SÉRIE D'EXERCICES.
• 1. Condensez le paragraphe du texte sur la visite de Marie à Elisabeth qui commence par « Vous avez appris, vierges », en gardant ses idées principales.
• 2. Reprenez le texte sur la visite de Marie à Elisabeth à la suite de sa dernière phrase et prolongez-le.

PASSAGE PROPOSÉ.
^^^^^^^^
« Et Marie se levant en ces jours-là partit en hâte pour la montagne, pour la cité de Juda, entra dans la demeure de Zacharie et salua Elisabeth. » II est normal que tous ceux qui veulent être crus fournissent les raisons de croire. Aussi l'ange qui annonçait les mystères, pour l'amener à croire par un précédent, a-t-il annoncé à Marie, une vierge, la maternité d'une femme âgée et stérile, montrant ainsi que Dieu peut tout ce qui lui plaît. Dès qu'elle l'eut appris, Marie, non par manque de foi en la prophétie, non par incertitude de cette annonce, non par doute sur le précédent fourni, mais dans l'allégresse de son désir, pour remplir un pieux devoir, dans l'empressement de la joie, se dirigea vers les montagnes. Désormais remplie de Dieu, pouvait-elle ne pas s'élever en hâte vers les hauteurs ? Les lents calculs sont étrangers à la grâce de l'Esprit Saint. Apprenez aussi, femmes pieuses, quel empressement vous devez témoigner à vos parentes près d'être mères. Marie jusque-là vivait seule dans la retraite la plus stricte ; elle n'a été retenue ni de paraître en public par la pudeur virginale, ni de son dessein par les escarpements des montagnes, ni du service à rendre par la longueur du chemin. Vers les hauteurs, la Vierge se hâte, la Vierge qui pense à servir et oublie sa peine, dont la charité fait la force et non le sexe ; elle quitte sa maison et va. Apprenez, vierges, à ne pas courir les maisons des autres, à ne pas traîner sur les places, à ne pas engager de conversations sur la voie publique. Marie s'attarde à la maison, se hâte sur le chemin. Elle demeura chez sa cousine trois mois; car, étant venue pour rendre service, elle avait ce service à coeur ; elle demeura trois mois, non pour le plaisir d'être dans une demeure étrangère, mais parce qu'il lui déplaisait de se montrer souvent au-dehors.
Vous avez appris, vierges, la délicatesse de Marie ; apprenez son humilité. Elle vient comme une parente à sa parente, comme une cadette à son aînée ; et non seulement elle vient, mais encore elle est la première à saluer ; il convient en effet que plus chaste est une vierge, plus humble elle soit ; qu'elle sache honorer ses aînées, qu'elle soit maîtresse d'humilité, celle qui fait profession de chasteté.
Il y a là encore un motif de piété, il y a même un enseignement doctrinal : il faut remarquer en effet que le supérieur vient à l'inférieur pour aider l'inférieur : Marie à Elisabeth, le Christ à Jean ; aussi bien, plus tard, pour consacrer le baptême de Jean, le Seigneur est venu à ce baptême (Matth., III, 13).
^^^^^^^^
DONNÉES PRÉSENTÉES.

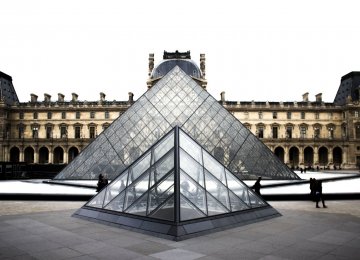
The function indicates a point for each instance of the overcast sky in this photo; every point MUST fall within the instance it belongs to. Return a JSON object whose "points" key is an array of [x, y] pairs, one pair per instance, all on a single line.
{"points": [[255, 50]]}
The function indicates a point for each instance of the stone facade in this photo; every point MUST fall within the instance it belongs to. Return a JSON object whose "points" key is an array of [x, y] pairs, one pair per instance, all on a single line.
{"points": [[302, 134]]}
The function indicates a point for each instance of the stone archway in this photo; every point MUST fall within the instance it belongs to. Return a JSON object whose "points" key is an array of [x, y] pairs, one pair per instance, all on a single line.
^^^^^^^^
RÉPONSES FOURNIES.
• 1. Après la délicatesse de Marie, les vierges doivent apprendre son humilité. Cadette venue chez son aînée, Marie ne se contente pas de venir : elle salue la première. Plus une vierge est chaste, plus elle doit être humble. Elle doit aussi honorer ses aînées, car celle qui fait profession de chasteté doit être maîtresse d'humilité.

• 2.
Et tout de suite se manifestent les bienfaits de l'arrivée de Marie et de la présence du Seigneur : car « au moment où Elisabeth entendit le salut de Marie, l'enfant tressaillit dans son sein, et elle fut remplie de l'Esprit Saint ». Remarquez le choix et la précision de chaque mot. Elisabeth a la première entendu la voix, mais Jean a le premier ressenti la grâce : celle-là suivant l'ordre de la nature a entendu, celui-ci a tressailli sous l'effet du mystère ; elle a perçu l'arrivée de Marie, lui celle du Seigneur : la femme celle de la femme, l'enfant celle de l'enfant. Elles parlent grâce ; eux la réalisent au-dedans et abordent le mystère de la miséricorde au profit de leurs mères ; et, par un double miracle, les mères prophétisent sous l'inspiration de leurs enfants. L'enfant a tressailli, la mère a été comblée ; la mère n'a pas été comblée avant son fils, mais le fils, une fois rempli de l'Esprit Saint, en a aussi rempli sa mère.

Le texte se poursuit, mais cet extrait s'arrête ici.